**Task directions**
It is required that all of the data be written out exactly.

**Data listing**
- - - - -
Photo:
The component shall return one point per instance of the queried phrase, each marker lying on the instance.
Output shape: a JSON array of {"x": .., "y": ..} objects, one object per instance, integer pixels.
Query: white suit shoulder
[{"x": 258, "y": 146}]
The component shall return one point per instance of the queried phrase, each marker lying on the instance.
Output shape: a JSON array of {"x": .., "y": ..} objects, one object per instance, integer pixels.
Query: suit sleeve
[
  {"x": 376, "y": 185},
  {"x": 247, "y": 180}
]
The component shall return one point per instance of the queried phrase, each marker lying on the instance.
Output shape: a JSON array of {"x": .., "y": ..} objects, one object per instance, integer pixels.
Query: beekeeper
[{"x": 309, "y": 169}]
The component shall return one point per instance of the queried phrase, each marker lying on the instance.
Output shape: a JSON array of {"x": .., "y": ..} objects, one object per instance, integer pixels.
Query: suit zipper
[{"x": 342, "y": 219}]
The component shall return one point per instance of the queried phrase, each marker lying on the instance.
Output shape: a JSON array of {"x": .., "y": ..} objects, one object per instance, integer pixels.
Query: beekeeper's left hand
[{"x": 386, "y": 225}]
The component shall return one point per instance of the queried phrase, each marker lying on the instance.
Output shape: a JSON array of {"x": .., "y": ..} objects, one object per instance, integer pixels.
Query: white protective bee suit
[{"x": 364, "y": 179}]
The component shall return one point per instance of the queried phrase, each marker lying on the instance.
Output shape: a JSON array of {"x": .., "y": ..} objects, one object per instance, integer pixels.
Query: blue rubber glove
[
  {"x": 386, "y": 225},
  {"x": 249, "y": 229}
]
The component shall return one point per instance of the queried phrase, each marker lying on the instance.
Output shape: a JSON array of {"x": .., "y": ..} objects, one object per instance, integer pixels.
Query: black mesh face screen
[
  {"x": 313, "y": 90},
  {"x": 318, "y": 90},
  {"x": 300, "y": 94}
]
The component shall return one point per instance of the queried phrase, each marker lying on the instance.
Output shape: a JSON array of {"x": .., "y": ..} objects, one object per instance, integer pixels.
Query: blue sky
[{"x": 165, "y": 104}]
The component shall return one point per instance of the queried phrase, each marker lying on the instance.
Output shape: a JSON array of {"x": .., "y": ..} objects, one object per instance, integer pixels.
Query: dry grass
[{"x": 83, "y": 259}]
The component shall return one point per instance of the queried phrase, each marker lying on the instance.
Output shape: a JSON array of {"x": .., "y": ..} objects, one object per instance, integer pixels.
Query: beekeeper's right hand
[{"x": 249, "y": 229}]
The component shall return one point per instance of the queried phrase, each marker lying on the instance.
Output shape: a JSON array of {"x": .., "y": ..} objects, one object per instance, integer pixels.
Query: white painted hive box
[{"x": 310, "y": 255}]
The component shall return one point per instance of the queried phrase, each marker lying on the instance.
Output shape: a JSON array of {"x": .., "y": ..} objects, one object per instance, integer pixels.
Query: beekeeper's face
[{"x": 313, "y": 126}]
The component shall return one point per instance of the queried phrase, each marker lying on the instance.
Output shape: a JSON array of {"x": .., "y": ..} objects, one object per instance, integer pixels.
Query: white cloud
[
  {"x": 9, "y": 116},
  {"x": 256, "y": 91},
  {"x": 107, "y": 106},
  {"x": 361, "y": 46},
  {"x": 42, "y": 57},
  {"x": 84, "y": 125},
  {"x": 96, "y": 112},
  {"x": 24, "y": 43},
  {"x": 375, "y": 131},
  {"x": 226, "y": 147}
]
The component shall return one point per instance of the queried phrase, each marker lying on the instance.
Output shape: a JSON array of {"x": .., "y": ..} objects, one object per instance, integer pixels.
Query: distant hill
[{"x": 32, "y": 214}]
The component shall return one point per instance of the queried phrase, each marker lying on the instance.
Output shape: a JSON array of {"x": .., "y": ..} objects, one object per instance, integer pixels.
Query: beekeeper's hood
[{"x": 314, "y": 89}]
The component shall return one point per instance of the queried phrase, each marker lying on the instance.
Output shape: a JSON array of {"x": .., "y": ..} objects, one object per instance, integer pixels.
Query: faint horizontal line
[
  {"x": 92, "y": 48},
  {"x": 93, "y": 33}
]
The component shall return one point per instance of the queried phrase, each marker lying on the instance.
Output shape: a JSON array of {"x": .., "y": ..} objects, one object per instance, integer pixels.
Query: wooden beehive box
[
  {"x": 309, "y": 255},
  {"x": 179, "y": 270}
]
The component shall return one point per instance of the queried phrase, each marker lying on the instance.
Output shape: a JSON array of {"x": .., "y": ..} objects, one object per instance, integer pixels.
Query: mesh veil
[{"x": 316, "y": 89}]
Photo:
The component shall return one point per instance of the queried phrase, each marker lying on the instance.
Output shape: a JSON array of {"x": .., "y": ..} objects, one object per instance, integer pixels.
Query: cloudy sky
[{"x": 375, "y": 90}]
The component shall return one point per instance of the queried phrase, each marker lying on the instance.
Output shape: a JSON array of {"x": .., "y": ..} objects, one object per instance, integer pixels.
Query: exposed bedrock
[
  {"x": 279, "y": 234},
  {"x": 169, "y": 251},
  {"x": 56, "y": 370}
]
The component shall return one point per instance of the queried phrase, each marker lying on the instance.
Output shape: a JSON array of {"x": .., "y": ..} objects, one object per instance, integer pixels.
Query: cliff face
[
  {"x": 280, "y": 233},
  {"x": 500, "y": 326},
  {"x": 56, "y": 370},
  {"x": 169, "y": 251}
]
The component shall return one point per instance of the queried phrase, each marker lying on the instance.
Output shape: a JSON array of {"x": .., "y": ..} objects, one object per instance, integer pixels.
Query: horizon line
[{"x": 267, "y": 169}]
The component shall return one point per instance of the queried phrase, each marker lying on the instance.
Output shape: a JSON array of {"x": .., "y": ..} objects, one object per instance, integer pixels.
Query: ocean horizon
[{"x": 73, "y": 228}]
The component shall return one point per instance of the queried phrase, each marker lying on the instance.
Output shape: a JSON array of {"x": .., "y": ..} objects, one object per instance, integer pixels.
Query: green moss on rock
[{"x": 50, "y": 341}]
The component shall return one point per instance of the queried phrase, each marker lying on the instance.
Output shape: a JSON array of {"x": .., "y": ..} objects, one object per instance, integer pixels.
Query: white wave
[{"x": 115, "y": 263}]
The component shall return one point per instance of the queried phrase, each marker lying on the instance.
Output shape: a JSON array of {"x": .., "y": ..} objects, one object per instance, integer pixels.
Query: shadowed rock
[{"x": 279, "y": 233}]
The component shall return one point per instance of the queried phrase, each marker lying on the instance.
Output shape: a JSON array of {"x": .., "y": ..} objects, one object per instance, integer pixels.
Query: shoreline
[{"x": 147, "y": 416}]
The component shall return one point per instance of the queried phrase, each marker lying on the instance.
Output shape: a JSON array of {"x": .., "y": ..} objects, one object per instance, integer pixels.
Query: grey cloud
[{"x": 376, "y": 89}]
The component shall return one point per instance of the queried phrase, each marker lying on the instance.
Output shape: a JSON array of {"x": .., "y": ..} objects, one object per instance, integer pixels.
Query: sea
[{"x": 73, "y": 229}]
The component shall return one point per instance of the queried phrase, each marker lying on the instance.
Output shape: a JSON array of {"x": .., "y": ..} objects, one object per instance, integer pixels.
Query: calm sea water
- - - - -
**Complete answer**
Photo:
The component shall return one point per instance of the queried phrase, each marker lying on the instance.
Output shape: a JSON array of {"x": .., "y": ..} objects, one object per instance, integer pixels.
Query: white suit shoulder
[{"x": 258, "y": 146}]
The component shall return one point per instance of the queried phrase, each marker lying on the instance.
Output shape: a JSON array of {"x": .., "y": ..} objects, one object per instance, integer pixels.
Query: suit sleeve
[
  {"x": 376, "y": 185},
  {"x": 247, "y": 180}
]
The component shall return one point per instance of the queried phrase, each marker lying on the instance.
Output shape: a JSON array of {"x": .., "y": ..} objects, one object per instance, integer pixels.
Query: beekeeper
[{"x": 309, "y": 169}]
The component shall return one point per instance of the queried phrase, each marker lying on the instance.
Output shape: a JSON array of {"x": .., "y": ..} objects, one object per instance, integer pixels.
Query: suit zipper
[{"x": 342, "y": 219}]
The component shall return one point per instance of the queried phrase, each marker lying on the instance.
Output shape: a JSON array of {"x": .., "y": ..} objects, one object per instance, integer pixels.
Query: beekeeper's left hand
[{"x": 386, "y": 225}]
The component shall return one point per instance of the queried phrase, each marker lying on the instance.
Output shape: a JSON array of {"x": .., "y": ..} objects, one object per instance, integer pixels.
Query: white protective bee suit
[{"x": 364, "y": 179}]
The component shall return one point per instance of the queried phrase, each marker lying on the instance.
Output shape: a JSON array of {"x": .., "y": ..} objects, one object per instance, integer pixels.
Query: blue rubber glove
[
  {"x": 386, "y": 225},
  {"x": 249, "y": 229}
]
The component shall return one point per instance of the queried phrase, each marker lying on the instance.
Output shape: a JSON array of {"x": .., "y": ..} objects, one object per instance, integer pixels.
Query: black mesh face screen
[
  {"x": 313, "y": 90},
  {"x": 318, "y": 90},
  {"x": 300, "y": 94}
]
The component shall return one point per instance of the queried phrase, each marker lying on the instance.
Output shape: a JSON array of {"x": .., "y": ..} objects, one object per instance, integer pixels.
Query: blue sky
[{"x": 165, "y": 104}]
The component shall return one point per instance of the queried phrase, each marker lying on the instance.
Output shape: a JSON array of {"x": .., "y": ..} objects, one object per instance, integer pixels.
Query: dry grass
[{"x": 83, "y": 259}]
The component shall return one point per instance of the queried phrase, each marker lying on the instance.
Output shape: a JSON array of {"x": .., "y": ..} objects, one object per instance, integer pixels.
Query: beekeeper's right hand
[{"x": 249, "y": 229}]
The component shall return one point per instance of the queried phrase, each marker lying on the instance.
Output shape: a JSON array of {"x": .., "y": ..} objects, one object per instance, integer pixels.
Query: white painted hive box
[{"x": 310, "y": 255}]
The component shall return one point per instance of the queried phrase, each marker lying on the instance.
Output shape: a JSON array of {"x": .., "y": ..} objects, one object per instance, integer pixels.
Query: beekeeper's face
[{"x": 313, "y": 126}]
The component shall return one point per instance of the queried phrase, each marker lying on the instance.
Output shape: a JSON array of {"x": .., "y": ..} objects, one object per instance, integer pixels.
Query: white cloud
[
  {"x": 9, "y": 116},
  {"x": 256, "y": 91},
  {"x": 107, "y": 106},
  {"x": 361, "y": 46},
  {"x": 42, "y": 57},
  {"x": 84, "y": 125},
  {"x": 96, "y": 112},
  {"x": 24, "y": 43},
  {"x": 375, "y": 131},
  {"x": 226, "y": 147}
]
The component shall return one point per instance of the queried phrase, each marker lying on the instance.
Output shape: a JSON array of {"x": .., "y": ..} objects, one object per instance, integer pixels.
Query: distant hill
[{"x": 32, "y": 214}]
The component shall return one point per instance of the queried phrase, each marker lying on the instance.
Output shape: a JSON array of {"x": .., "y": ..} objects, one object per instance, integer pixels.
Query: beekeeper's hood
[{"x": 314, "y": 89}]
The component shall return one point per instance of the queried phrase, each marker lying on the instance.
Output shape: a JSON array of {"x": .., "y": ..} objects, one object per instance, integer pixels.
Query: faint horizontal line
[
  {"x": 92, "y": 48},
  {"x": 93, "y": 33}
]
The component shall return one point per instance of the queried phrase, each marker lying on the instance.
Output shape: a JSON array of {"x": .., "y": ..} objects, one object per instance, integer pixels.
Query: wooden beehive box
[
  {"x": 309, "y": 255},
  {"x": 179, "y": 270}
]
The component shall return one point per instance of the queried phrase, each marker lying on the instance.
Output shape: a JSON array of {"x": .., "y": ..} objects, one object per instance, integer pixels.
Query: mesh veil
[{"x": 316, "y": 89}]
Photo:
The component shall return one point per instance of the queried phrase, each marker lying on the instance.
Output shape: a JSON array of {"x": .., "y": ..} objects, one object per instance, integer pixels.
Query: cloudy sky
[{"x": 375, "y": 90}]
The component shall return one point per instance of the queried phrase, each marker lying on the instance.
Output shape: a JSON array of {"x": .., "y": ..} objects, one object per instance, integer pixels.
Query: exposed bedrock
[
  {"x": 279, "y": 234},
  {"x": 169, "y": 251},
  {"x": 56, "y": 370}
]
The component shall return one point per instance of the queried phrase, each marker lying on the instance.
Output shape: a JSON array of {"x": .., "y": ..} objects, one object per instance, integer pixels.
Query: cliff face
[
  {"x": 280, "y": 233},
  {"x": 500, "y": 326},
  {"x": 56, "y": 370},
  {"x": 169, "y": 251}
]
The component shall return one point per instance of the queried phrase, each marker lying on the instance.
Output shape: a JSON array of {"x": .., "y": ..} objects, one object per instance, integer pixels.
Query: horizon line
[{"x": 267, "y": 169}]
The component shall return one point per instance of the queried phrase, each marker lying on the instance.
Output shape: a JSON array of {"x": .., "y": ..} objects, one object per instance, integer pixels.
Query: ocean horizon
[{"x": 73, "y": 228}]
The component shall return one point per instance of the queried phrase, each marker lying on the instance.
Output shape: a JSON array of {"x": .., "y": ..} objects, one object per instance, integer pixels.
Query: green moss on rock
[{"x": 50, "y": 341}]
The component shall return one point per instance of the queried phrase, each marker lying on the instance.
Output shape: a JSON array of {"x": .., "y": ..} objects, one object per instance, integer pixels.
Query: white wave
[{"x": 115, "y": 263}]
The component shall return one point per instance of the queried phrase, each marker lying on the instance.
Output shape: a JSON array of {"x": .., "y": ..} objects, one object per instance, integer pixels.
Query: shadowed rock
[{"x": 279, "y": 233}]
The component shall return one point per instance of the queried phrase, each marker lying on the instance.
Output shape: a JSON array of {"x": .., "y": ..} objects, one object per instance, integer pixels.
Query: shoreline
[{"x": 147, "y": 416}]
The component shall return one point per instance of the queried phrase, each marker lying on the instance.
Output shape: a JSON array of {"x": .., "y": ..} objects, one object per instance, integer pixels.
Query: grey cloud
[{"x": 376, "y": 89}]
The component shall return one point per instance of the queried phrase, each marker lying on the instance.
Output shape: a JSON array of {"x": .., "y": ..} objects, one object per instance, integer pixels.
Query: sea
[{"x": 73, "y": 229}]
The component shall return one point per instance of the queried phrase, each marker lying on the instance.
Output shape: a JSON array of {"x": .., "y": ..} objects, one object per instance, integer pixels.
Query: calm sea water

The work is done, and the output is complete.